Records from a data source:
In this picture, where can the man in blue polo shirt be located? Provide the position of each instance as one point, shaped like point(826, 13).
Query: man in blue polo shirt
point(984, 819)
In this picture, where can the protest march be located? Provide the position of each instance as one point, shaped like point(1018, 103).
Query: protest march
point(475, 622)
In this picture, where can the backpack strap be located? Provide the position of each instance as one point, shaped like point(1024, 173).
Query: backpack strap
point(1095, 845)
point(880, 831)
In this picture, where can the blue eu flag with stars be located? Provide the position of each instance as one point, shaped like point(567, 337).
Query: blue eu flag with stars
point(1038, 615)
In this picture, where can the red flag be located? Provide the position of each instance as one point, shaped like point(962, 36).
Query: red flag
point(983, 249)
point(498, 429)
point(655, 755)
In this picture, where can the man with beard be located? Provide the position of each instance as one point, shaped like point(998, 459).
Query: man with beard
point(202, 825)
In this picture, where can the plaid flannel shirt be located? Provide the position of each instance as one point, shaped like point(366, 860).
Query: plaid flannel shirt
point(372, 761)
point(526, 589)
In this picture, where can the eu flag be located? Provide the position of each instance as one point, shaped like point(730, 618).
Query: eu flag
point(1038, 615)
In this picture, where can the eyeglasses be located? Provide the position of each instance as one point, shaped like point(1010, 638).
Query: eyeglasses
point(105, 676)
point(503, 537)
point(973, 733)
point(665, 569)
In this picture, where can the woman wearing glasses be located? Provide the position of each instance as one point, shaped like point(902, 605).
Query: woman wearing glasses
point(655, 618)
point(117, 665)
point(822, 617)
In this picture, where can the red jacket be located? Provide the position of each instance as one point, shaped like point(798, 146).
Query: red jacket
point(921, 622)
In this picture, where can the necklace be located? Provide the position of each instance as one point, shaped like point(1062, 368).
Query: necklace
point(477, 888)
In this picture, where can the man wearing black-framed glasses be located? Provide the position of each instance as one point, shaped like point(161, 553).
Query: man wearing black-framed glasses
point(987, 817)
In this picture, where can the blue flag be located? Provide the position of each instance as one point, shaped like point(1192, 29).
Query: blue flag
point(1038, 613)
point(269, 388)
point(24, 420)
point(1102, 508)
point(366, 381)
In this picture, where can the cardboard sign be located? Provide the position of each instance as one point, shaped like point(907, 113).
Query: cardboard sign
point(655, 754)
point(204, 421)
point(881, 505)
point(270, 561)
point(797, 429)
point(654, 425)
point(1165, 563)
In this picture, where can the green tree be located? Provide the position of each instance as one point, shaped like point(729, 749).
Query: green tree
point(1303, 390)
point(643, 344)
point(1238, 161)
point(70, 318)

...

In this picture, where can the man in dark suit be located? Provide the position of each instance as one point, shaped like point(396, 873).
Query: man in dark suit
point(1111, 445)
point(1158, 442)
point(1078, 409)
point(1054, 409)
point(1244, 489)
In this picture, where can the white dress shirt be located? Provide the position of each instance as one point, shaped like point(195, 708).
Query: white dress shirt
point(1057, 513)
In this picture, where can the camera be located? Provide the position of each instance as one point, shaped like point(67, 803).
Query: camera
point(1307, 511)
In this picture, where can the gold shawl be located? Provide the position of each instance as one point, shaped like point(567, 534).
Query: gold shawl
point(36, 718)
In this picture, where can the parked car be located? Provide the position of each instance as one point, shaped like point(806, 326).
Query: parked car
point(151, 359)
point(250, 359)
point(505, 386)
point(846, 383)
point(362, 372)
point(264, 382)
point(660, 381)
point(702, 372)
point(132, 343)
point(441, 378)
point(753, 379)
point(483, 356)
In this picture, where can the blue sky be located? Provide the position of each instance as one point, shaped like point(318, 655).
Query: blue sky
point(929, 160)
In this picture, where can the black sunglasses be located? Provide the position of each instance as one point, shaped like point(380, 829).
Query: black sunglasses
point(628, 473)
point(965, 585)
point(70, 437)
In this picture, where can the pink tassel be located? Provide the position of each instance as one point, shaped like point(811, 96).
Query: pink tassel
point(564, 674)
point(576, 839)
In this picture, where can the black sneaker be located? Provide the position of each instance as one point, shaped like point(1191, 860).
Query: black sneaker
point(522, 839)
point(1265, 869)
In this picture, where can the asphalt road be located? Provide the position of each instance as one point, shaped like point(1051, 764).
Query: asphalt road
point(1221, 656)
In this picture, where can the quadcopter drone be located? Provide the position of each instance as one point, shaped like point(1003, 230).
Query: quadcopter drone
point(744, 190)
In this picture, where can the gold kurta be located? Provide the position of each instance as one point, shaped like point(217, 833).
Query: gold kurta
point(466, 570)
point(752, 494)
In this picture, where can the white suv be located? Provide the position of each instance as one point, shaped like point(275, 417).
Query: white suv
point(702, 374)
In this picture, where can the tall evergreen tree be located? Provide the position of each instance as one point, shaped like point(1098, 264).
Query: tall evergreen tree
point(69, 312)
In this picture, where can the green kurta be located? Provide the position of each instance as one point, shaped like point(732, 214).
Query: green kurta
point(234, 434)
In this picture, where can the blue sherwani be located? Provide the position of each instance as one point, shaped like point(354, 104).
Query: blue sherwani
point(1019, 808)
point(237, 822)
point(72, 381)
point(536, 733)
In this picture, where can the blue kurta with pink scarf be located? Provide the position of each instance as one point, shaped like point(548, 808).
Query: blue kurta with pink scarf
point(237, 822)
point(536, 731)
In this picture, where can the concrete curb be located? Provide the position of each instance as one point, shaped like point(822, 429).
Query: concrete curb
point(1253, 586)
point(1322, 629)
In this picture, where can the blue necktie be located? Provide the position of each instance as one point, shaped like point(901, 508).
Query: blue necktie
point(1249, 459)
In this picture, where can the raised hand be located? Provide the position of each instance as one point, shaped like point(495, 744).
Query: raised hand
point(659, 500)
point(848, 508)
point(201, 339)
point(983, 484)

* [Exercise details] Copy out the rows word for word, beginning with the line that contains "In this picture, where can the plaid" and continuing through the line that contains "point(987, 817)".

* [Written solution]
In this picture, where can the plaid flannel shirt be located? Provide the position of each instance as one point, shaped like point(366, 860).
Query: plaid flannel shirt
point(372, 761)
point(526, 589)
In this picture, where can the eu flag be located? Provide the position of each instance as one point, shaped like point(730, 618).
Query: eu flag
point(1038, 615)
In this picture, where can the eyeglasses be located? Provide the position of each instance as one point, shaped like point(1010, 638).
Query: eyeglasses
point(105, 676)
point(503, 537)
point(973, 733)
point(665, 569)
In this picture, where can the woman wearing glasses be located? Provide the position of each instance as one point, shaped like point(902, 605).
Query: woman wearing glasses
point(655, 618)
point(117, 665)
point(822, 617)
In this picture, where can the red jacket be located? Provide the position of each instance as one point, shaped like point(798, 146).
Query: red jacket
point(921, 622)
In this picture, where can the necklace be located? Provide the position of each instance as one point, shaped like point(1062, 368).
Query: necklace
point(477, 888)
In this picture, where can the man wearing black-framed glasses be located? Provide the position of each instance as one point, shaped like point(161, 553).
Query: man wearing black-framed glasses
point(987, 817)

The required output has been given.